Rohdaten:
▬▬▬▬▬▬▬▬▬▬

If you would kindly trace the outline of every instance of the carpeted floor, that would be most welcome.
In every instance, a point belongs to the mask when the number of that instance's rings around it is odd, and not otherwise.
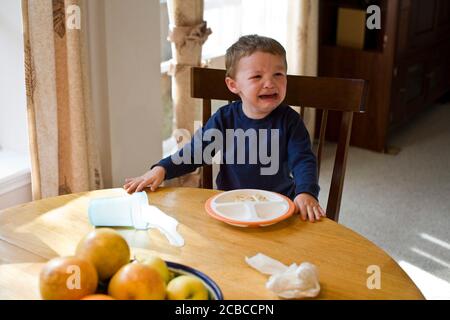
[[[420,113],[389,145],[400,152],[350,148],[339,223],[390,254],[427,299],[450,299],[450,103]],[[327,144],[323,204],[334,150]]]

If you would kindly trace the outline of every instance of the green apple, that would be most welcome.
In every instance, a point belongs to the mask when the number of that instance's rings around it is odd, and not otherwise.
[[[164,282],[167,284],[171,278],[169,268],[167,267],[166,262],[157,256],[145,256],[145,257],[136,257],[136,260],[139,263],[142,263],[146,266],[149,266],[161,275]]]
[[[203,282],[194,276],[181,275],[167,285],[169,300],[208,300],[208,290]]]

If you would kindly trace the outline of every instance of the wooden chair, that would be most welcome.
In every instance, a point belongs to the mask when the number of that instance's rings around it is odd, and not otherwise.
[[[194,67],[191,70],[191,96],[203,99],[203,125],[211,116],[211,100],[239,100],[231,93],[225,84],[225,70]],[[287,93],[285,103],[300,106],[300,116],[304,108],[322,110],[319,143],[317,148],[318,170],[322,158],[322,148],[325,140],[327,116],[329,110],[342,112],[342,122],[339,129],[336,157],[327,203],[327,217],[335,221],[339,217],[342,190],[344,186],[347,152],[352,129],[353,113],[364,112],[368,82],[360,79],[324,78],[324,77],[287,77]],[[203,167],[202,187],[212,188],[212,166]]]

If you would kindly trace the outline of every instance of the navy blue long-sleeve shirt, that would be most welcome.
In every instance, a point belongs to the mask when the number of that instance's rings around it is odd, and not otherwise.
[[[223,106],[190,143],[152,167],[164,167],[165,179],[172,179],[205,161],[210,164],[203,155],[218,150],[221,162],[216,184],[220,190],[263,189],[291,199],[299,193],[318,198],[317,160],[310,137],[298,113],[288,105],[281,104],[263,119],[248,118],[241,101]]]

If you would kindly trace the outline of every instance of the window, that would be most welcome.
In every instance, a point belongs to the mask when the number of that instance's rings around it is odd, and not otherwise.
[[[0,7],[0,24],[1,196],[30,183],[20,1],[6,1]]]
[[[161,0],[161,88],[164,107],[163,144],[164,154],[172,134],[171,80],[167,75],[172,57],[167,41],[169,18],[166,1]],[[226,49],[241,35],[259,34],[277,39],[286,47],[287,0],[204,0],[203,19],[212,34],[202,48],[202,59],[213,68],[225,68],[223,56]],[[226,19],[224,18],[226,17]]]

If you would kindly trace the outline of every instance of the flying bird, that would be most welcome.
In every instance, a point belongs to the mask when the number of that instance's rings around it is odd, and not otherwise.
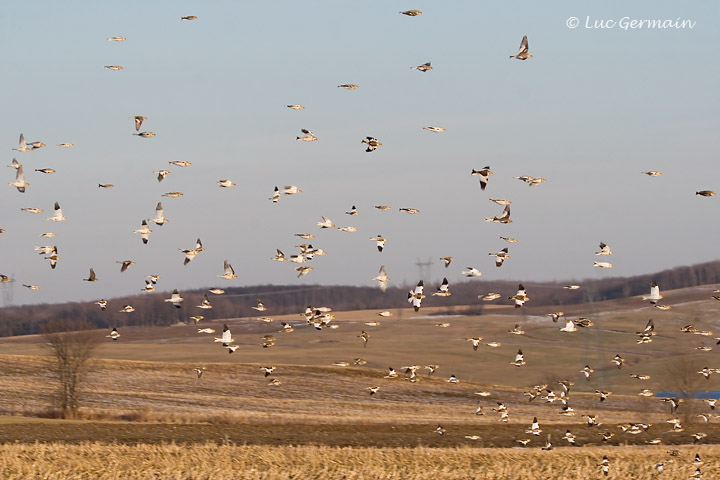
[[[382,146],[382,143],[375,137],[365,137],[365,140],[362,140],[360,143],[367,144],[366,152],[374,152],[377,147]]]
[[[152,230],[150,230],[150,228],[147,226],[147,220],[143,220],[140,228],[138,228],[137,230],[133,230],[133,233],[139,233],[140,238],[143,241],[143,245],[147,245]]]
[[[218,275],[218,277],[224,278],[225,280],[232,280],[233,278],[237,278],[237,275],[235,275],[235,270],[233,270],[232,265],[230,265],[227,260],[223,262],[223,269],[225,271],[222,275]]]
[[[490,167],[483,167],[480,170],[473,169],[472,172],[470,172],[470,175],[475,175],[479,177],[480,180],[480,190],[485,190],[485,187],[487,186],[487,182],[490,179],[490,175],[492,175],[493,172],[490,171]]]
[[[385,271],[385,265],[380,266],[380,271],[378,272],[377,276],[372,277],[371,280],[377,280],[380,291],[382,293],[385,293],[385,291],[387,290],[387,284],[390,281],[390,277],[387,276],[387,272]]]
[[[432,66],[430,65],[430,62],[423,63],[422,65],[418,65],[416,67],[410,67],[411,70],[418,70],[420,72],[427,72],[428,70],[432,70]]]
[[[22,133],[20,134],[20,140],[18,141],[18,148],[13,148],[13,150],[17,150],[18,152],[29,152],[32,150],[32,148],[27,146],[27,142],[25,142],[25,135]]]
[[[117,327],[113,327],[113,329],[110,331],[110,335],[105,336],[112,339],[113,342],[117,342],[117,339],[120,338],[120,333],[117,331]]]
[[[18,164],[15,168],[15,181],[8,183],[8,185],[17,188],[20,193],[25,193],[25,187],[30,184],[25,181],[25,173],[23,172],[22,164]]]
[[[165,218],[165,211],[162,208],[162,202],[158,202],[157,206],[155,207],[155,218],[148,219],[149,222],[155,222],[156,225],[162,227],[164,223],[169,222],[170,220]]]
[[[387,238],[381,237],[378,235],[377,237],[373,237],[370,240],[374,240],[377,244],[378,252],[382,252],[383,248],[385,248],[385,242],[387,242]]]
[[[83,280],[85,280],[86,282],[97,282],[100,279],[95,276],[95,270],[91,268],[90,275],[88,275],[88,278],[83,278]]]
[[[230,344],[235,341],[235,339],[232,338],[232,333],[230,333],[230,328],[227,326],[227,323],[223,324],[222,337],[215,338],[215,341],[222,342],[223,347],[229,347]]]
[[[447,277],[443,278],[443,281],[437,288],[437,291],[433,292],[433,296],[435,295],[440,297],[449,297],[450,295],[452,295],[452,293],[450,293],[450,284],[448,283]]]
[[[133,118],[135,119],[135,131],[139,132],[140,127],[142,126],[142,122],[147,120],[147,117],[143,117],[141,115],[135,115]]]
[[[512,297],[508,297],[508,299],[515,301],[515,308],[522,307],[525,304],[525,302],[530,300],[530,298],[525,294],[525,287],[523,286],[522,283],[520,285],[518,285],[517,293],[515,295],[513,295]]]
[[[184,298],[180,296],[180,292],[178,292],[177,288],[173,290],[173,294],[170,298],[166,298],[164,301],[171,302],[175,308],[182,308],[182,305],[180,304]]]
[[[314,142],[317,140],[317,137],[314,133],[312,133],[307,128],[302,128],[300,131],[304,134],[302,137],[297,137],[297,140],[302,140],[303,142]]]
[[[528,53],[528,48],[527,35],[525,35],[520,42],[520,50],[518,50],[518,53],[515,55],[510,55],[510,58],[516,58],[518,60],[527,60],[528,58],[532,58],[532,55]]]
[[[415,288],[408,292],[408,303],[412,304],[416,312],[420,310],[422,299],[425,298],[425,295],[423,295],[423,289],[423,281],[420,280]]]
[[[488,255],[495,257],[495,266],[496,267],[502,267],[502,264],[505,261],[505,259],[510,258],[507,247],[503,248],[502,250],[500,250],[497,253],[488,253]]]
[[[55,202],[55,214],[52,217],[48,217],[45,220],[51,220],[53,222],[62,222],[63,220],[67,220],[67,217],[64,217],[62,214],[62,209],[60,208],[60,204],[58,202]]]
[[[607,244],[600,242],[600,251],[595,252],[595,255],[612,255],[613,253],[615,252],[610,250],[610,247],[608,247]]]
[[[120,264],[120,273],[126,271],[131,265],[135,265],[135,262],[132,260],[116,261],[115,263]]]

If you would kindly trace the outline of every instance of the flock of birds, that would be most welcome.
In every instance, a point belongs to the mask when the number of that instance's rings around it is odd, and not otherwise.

▬▬▬▬▬▬▬▬▬▬

Aufgabenstellung: Kannst du die Daten oben neu schreiben und dabei jedes „that would be most welcome“ durch „that would be greatly appreciated“ ersetzen, ohne sonst etwas zu ändern? Lass die Bilder in der Antwort weg.

Lösung:
If you would kindly trace the outline of every instance of the carpeted floor, that would be greatly appreciated.
In every instance, a point belongs to the mask when the number of that instance's rings around it is odd, and not otherwise.
[[[420,113],[389,145],[400,152],[350,148],[339,223],[390,254],[427,299],[450,299],[450,103]],[[327,144],[323,204],[334,150]]]

If you would kindly trace the outline of every instance of the green apple, that would be greatly appreciated.
In every instance, a point belongs to the mask when the number of that instance's rings around it is odd, and not otherwise.
[[[164,282],[167,284],[171,278],[169,268],[167,267],[166,262],[157,256],[145,256],[145,257],[136,257],[136,260],[139,263],[142,263],[146,266],[149,266],[161,275]]]
[[[203,282],[194,276],[181,275],[167,285],[169,300],[208,300],[208,290]]]

If you would kindly trace the outline of every instance of the wooden chair, that would be greatly appreciated.
In every instance, a point belongs to the mask when the number of that instance's rings around it is odd, and not otherwise.
[[[194,67],[191,70],[191,96],[203,99],[203,125],[211,116],[211,100],[239,100],[231,93],[225,84],[225,70]],[[287,93],[285,103],[300,106],[300,116],[304,108],[322,110],[319,143],[317,148],[318,170],[322,158],[322,148],[325,140],[327,116],[329,110],[342,112],[342,122],[339,129],[336,157],[327,203],[327,217],[335,221],[339,217],[342,190],[344,186],[347,152],[352,129],[353,113],[364,112],[368,82],[360,79],[324,78],[324,77],[287,77]],[[203,167],[202,187],[212,188],[212,166]]]

If you would kindly trace the outline of every instance of the navy blue long-sleeve shirt, that would be greatly appreciated.
In every instance, a point belongs to the mask when the number of that instance's rings around it is odd, and not otherwise.
[[[223,106],[190,143],[152,167],[164,167],[165,179],[172,179],[205,161],[210,164],[203,155],[218,150],[221,162],[216,184],[220,190],[263,189],[291,199],[299,193],[318,198],[317,160],[310,137],[298,113],[288,105],[281,104],[263,119],[248,118],[241,101]]]

If you would kindly trace the outline of every instance of the window, that would be greatly appreciated.
In every instance, a point belongs to the mask when the number of that instance's rings around it is odd, and not otherwise.
[[[0,7],[0,24],[1,196],[30,183],[20,1],[6,1]]]
[[[161,0],[161,88],[164,107],[163,144],[164,154],[172,134],[171,80],[167,75],[172,57],[167,41],[169,18],[166,1]],[[226,49],[241,35],[259,34],[277,39],[286,47],[287,0],[204,0],[203,19],[212,34],[202,48],[202,59],[213,68],[225,68],[223,56]],[[226,19],[224,18],[226,17]]]

If you would kindly trace the outline of every instance of the flying bird, that would be greatly appreciated.
In every instance, a point belongs to the mask when the number of that instance's rings around it is odd, and not otherwise.
[[[382,146],[382,143],[375,137],[365,137],[365,140],[362,140],[360,143],[367,144],[366,152],[374,152],[377,147]]]
[[[152,230],[150,230],[150,228],[147,226],[147,220],[143,220],[140,228],[138,228],[137,230],[133,230],[133,233],[139,233],[140,238],[143,241],[143,245],[147,245]]]
[[[218,275],[218,277],[224,278],[225,280],[232,280],[233,278],[237,278],[237,275],[235,275],[235,270],[233,270],[232,265],[230,265],[227,260],[223,262],[223,269],[225,271],[222,275]]]
[[[490,167],[483,167],[480,170],[473,169],[472,172],[470,172],[470,175],[475,175],[479,177],[480,180],[480,190],[485,190],[485,187],[487,186],[487,182],[490,179],[490,175],[492,175],[493,172],[490,171]]]
[[[385,271],[385,265],[380,266],[380,271],[378,272],[377,276],[372,277],[371,280],[377,280],[380,291],[382,293],[385,293],[385,291],[387,290],[387,284],[390,281],[390,277],[387,276],[387,272]]]
[[[432,66],[430,65],[430,62],[423,63],[422,65],[418,65],[416,67],[410,67],[411,70],[418,70],[420,72],[427,72],[428,70],[432,70]]]
[[[22,133],[20,134],[20,140],[18,141],[18,148],[13,148],[13,150],[17,150],[18,152],[29,152],[32,150],[32,148],[27,146],[27,142],[25,142],[25,135]]]
[[[117,327],[113,327],[113,329],[110,331],[110,335],[105,336],[112,339],[113,342],[117,342],[117,339],[120,338],[120,333],[117,331]]]
[[[18,164],[15,168],[15,181],[8,183],[8,185],[17,188],[20,193],[25,193],[25,187],[30,184],[25,181],[25,173],[23,172],[22,164]]]
[[[165,218],[165,211],[162,208],[162,202],[158,202],[157,206],[155,207],[155,218],[148,219],[149,222],[155,222],[156,225],[162,227],[164,223],[169,222],[170,220]]]
[[[387,238],[381,237],[378,235],[377,237],[373,237],[370,240],[374,240],[377,244],[378,252],[382,252],[383,248],[385,248],[385,242],[387,242]]]
[[[83,280],[85,280],[86,282],[97,282],[100,279],[95,276],[95,270],[91,268],[90,275],[88,275],[88,278],[83,278]]]
[[[230,344],[235,341],[235,339],[232,338],[232,333],[230,333],[230,328],[227,326],[227,323],[223,324],[222,337],[215,338],[215,341],[222,342],[223,347],[229,347]]]
[[[447,277],[443,278],[443,281],[437,288],[437,291],[433,292],[433,296],[435,295],[440,297],[449,297],[450,295],[452,295],[452,293],[450,293],[450,284],[448,283]]]
[[[133,118],[135,119],[135,131],[139,132],[140,127],[142,126],[142,122],[147,120],[147,117],[143,117],[141,115],[135,115]]]
[[[512,297],[508,297],[508,299],[515,301],[515,308],[522,307],[525,304],[525,302],[530,300],[530,298],[525,294],[525,287],[523,286],[522,283],[520,285],[518,285],[517,293],[515,295],[513,295]]]
[[[184,298],[180,296],[180,292],[178,292],[177,288],[173,290],[173,294],[170,298],[166,298],[164,301],[171,302],[175,308],[182,308],[182,305],[180,304]]]
[[[314,142],[317,140],[317,137],[314,133],[312,133],[307,128],[302,128],[300,131],[304,134],[302,137],[297,137],[297,140],[302,140],[303,142]]]
[[[528,53],[528,48],[527,35],[525,35],[520,42],[520,50],[518,50],[518,53],[515,55],[510,55],[510,58],[516,58],[518,60],[527,60],[528,58],[532,58],[532,55]]]
[[[415,288],[408,292],[408,303],[412,304],[416,312],[420,310],[422,299],[425,298],[425,295],[423,295],[423,289],[423,281],[420,280]]]
[[[488,255],[495,257],[495,266],[496,267],[502,267],[502,264],[505,261],[505,259],[510,258],[507,247],[503,248],[502,250],[500,250],[497,253],[488,253]]]
[[[55,202],[55,214],[52,217],[48,217],[45,220],[51,220],[53,222],[62,222],[63,220],[67,220],[67,217],[64,217],[62,214],[62,209],[60,208],[60,204],[58,202]]]
[[[607,244],[600,242],[600,251],[595,252],[595,255],[612,255],[613,253],[615,252],[610,250],[610,247],[608,247]]]
[[[120,264],[120,273],[126,271],[131,265],[135,265],[135,262],[132,260],[116,261],[115,263]]]

If you would kindly trace the outline of every instance of the flock of birds, that would be greatly appreciated.
In every instance, a point belongs to the mask when the number of that instance's rings around it is odd, and not otherwise.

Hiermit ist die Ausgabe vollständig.